SOAL A
Cetak ulang seluruh teks tentang Alishan di bawah ini tanpa mengubah apa pun.

TEKS YANG DIBERIKAN
Meniti Hutan Cemara
Alishan
“Kabut dingin merendah,
perlahan datang menyapa, semak-semak tanah basah/
Langkah kaki seiring
pandangan hijau terhampar di tepi hutan cemara…”
Lirik tembang lawasn milik
Katon Bagaskara ini serasa pas dilantunkan saat kaki mulai menginjak kawasan
Alishan National Scenic Area di Chiayai, Taiwan, Awal Desember lalu, suhu udara
sejuk, sekitar 13 derajat celsius. Jalan kaki menyusuri jalan di bawah
kerimbunan hutan cemara dan pinus pun tak terasa melelahkan.
Pohon Tiga Generasi merupakan salah satu pemandangan menarik di Alishan National
Recreation Area, Chiayi, Taiwan.

SOAL B
Laporkan setiap baris entri di bawah yang memuat kata "dark", dengan membedakan huruf besar dan huruf kecil.

DATA YANG DIBERIKAN
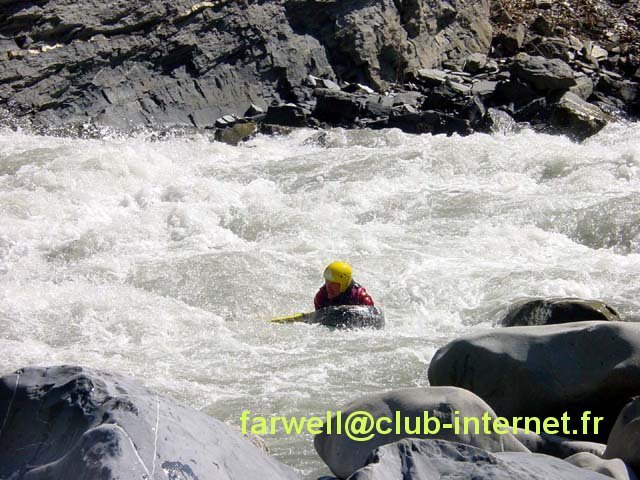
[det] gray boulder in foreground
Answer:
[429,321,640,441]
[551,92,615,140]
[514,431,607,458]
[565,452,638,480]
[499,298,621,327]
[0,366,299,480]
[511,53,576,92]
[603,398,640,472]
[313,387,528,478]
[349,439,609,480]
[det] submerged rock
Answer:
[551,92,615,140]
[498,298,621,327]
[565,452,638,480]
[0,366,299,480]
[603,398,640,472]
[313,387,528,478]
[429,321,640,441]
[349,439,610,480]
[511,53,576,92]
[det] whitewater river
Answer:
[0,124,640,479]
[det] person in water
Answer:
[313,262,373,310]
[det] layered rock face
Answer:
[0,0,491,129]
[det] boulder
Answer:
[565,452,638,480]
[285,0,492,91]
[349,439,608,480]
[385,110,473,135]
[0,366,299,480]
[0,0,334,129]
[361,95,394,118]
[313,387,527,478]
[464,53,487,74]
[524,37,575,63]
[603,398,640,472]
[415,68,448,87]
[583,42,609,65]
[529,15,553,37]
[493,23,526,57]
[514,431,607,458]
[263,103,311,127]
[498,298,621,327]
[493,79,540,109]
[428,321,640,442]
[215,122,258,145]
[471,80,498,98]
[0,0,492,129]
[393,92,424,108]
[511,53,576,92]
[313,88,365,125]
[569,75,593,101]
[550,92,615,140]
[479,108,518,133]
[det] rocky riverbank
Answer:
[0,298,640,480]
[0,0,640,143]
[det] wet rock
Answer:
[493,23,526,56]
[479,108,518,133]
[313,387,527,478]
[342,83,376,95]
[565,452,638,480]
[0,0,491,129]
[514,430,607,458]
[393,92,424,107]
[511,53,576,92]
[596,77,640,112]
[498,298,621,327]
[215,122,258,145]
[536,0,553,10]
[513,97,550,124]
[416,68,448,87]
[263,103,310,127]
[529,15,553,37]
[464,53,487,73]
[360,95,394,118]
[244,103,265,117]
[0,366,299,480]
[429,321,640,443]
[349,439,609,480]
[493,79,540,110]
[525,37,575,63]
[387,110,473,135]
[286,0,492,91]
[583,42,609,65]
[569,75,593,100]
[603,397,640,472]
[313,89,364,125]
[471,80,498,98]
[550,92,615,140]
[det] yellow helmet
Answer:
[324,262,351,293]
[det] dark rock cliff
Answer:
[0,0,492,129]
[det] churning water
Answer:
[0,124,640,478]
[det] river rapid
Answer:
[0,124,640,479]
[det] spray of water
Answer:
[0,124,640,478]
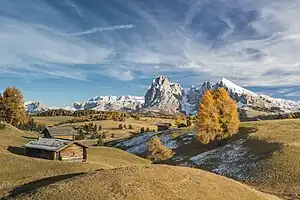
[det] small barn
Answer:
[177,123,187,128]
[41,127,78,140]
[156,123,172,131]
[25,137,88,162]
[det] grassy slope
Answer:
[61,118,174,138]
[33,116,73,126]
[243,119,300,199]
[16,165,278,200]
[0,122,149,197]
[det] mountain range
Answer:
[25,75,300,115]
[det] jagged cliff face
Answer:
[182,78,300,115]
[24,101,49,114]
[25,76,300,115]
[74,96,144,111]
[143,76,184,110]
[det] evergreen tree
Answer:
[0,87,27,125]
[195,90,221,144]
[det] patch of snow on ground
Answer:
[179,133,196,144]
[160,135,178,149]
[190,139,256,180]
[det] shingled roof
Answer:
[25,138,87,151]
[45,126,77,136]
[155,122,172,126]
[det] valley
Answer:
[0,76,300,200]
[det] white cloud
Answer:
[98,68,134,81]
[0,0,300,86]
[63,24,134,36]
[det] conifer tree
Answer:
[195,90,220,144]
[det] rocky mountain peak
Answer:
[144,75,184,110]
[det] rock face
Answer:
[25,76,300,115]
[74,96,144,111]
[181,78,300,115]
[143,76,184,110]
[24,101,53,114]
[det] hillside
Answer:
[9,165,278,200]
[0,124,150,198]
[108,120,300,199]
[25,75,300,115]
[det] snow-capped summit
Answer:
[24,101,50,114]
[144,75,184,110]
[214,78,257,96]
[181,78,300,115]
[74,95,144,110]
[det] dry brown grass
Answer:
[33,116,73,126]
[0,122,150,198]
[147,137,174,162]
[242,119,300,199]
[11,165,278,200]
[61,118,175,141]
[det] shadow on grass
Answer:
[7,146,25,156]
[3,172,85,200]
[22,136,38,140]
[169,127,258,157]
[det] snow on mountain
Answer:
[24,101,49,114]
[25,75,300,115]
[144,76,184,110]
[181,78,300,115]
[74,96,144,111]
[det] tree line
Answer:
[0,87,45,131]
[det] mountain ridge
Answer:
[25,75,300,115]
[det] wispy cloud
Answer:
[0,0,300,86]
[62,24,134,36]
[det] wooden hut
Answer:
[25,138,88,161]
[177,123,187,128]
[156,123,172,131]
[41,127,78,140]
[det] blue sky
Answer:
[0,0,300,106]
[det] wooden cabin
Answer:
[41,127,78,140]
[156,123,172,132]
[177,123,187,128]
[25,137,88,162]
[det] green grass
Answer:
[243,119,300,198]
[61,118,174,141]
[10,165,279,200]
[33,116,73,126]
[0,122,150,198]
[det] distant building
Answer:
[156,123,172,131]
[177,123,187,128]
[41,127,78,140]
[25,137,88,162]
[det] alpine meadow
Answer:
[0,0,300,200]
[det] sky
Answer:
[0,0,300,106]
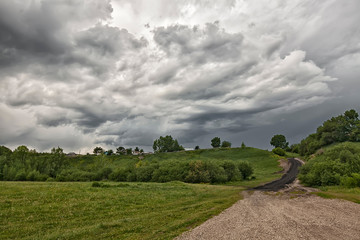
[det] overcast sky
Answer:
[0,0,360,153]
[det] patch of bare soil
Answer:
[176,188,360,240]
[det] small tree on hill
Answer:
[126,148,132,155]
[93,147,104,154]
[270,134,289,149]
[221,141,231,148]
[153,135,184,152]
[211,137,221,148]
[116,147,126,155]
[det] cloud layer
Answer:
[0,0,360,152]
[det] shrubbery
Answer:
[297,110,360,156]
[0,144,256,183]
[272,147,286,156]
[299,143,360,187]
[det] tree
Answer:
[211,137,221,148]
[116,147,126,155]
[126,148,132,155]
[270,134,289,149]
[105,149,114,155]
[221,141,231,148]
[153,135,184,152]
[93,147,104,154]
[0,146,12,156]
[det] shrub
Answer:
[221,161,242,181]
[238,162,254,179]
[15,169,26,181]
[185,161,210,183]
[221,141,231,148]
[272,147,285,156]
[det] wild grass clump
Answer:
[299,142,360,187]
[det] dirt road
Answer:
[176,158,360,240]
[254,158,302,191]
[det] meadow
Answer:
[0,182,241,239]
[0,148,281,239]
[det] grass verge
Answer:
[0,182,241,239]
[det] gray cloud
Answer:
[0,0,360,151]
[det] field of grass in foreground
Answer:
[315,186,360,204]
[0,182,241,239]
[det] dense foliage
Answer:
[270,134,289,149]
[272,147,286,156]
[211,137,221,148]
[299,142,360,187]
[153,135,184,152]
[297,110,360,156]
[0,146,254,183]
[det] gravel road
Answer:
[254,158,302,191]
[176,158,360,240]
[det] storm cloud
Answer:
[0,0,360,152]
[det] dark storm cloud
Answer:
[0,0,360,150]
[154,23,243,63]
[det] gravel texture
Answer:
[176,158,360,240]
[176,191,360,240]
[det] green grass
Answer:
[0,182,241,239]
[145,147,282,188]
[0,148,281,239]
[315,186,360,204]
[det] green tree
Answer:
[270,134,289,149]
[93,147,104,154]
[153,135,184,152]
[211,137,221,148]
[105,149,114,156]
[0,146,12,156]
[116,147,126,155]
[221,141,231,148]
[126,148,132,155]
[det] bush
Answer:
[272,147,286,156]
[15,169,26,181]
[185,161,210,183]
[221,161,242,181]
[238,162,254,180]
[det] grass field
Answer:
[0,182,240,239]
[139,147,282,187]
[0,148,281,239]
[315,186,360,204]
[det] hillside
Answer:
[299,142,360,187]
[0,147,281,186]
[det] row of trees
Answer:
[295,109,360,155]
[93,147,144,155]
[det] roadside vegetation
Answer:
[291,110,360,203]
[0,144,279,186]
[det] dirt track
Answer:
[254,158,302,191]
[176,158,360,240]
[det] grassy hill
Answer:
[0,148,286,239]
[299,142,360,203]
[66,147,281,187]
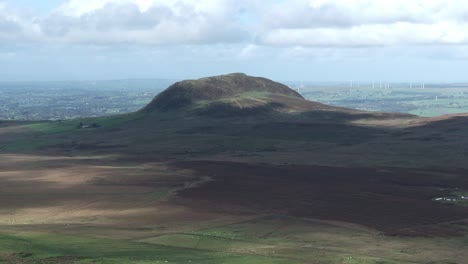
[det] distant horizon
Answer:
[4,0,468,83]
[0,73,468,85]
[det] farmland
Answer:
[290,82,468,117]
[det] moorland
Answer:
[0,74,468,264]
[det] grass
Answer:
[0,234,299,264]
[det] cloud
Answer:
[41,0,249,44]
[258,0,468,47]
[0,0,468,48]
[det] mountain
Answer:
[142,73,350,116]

---

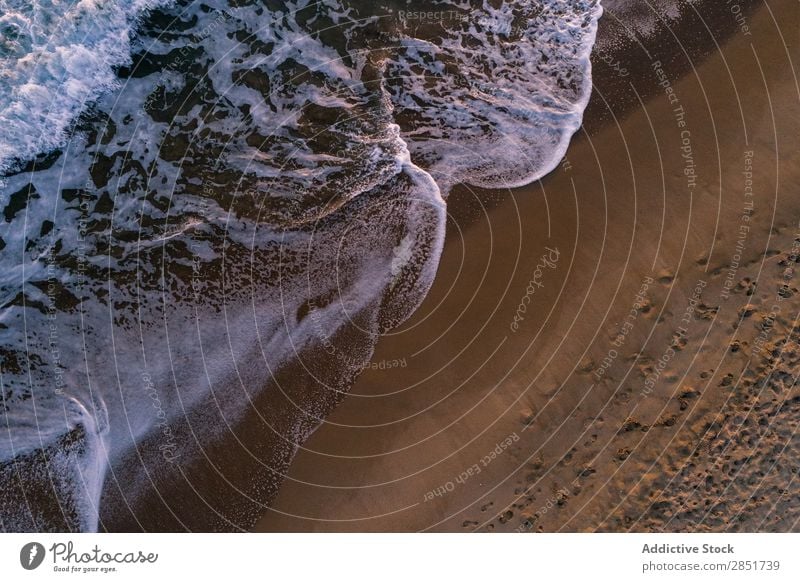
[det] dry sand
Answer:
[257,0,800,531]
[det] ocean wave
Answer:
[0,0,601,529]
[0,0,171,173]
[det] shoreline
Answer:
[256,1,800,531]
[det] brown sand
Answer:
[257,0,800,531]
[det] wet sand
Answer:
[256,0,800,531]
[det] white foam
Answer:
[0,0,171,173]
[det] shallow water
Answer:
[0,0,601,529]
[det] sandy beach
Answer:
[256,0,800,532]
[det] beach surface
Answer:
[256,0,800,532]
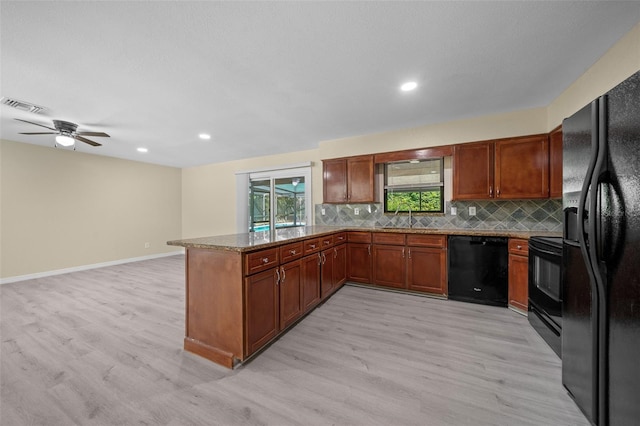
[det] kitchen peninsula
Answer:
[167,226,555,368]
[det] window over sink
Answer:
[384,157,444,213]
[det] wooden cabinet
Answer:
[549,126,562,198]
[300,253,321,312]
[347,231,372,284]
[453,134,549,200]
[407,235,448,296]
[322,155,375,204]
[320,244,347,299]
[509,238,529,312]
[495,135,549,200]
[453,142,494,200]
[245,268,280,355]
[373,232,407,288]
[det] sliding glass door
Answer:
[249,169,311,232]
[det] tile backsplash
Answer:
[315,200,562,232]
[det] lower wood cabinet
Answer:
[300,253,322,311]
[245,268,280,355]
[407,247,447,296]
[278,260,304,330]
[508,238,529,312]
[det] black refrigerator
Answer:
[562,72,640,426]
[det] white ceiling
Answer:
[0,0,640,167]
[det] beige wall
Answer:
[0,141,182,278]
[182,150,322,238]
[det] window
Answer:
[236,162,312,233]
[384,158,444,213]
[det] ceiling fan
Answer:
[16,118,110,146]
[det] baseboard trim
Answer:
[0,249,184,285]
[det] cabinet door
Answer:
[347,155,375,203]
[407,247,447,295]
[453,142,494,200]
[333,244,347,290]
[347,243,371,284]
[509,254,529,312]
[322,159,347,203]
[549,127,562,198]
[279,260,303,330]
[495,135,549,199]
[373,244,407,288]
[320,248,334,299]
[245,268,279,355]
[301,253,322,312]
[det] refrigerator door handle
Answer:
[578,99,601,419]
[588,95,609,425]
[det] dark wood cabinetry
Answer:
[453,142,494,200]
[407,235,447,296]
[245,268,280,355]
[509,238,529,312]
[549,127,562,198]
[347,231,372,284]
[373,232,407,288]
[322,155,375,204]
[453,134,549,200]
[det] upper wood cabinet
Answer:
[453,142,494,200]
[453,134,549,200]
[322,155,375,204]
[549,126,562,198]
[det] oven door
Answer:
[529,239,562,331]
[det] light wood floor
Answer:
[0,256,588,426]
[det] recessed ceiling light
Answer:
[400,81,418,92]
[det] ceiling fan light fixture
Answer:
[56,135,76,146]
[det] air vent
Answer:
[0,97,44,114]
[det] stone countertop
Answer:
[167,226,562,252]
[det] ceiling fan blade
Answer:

JAWABAN A
Meniti Hutan Cemara
Alishan
“Kabut dingin merendah,
perlahan datang menyapa, semak-semak tanah basah/
Langkah kaki seiring
pandangan hijau terhampar di tepi hutan cemara…”
Lirik tembang lawasn milik
Katon Bagaskara ini serasa pas dilantunkan saat kaki mulai menginjak kawasan
Alishan National Scenic Area di Chiayai, Taiwan, Awal Desember lalu, suhu udara
sejuk, sekitar 13 derajat celsius. Jalan kaki menyusuri jalan di bawah
kerimbunan hutan cemara dan pinus pun tak terasa melelahkan.
Pohon Tiga Generasi merupakan salah satu pemandangan menarik di Alishan National
Recreation Area, Chiayi, Taiwan.

JAWABAN B
[det] dark rock cliff
[det] dark storm cloud
[det] dark wood cabinetry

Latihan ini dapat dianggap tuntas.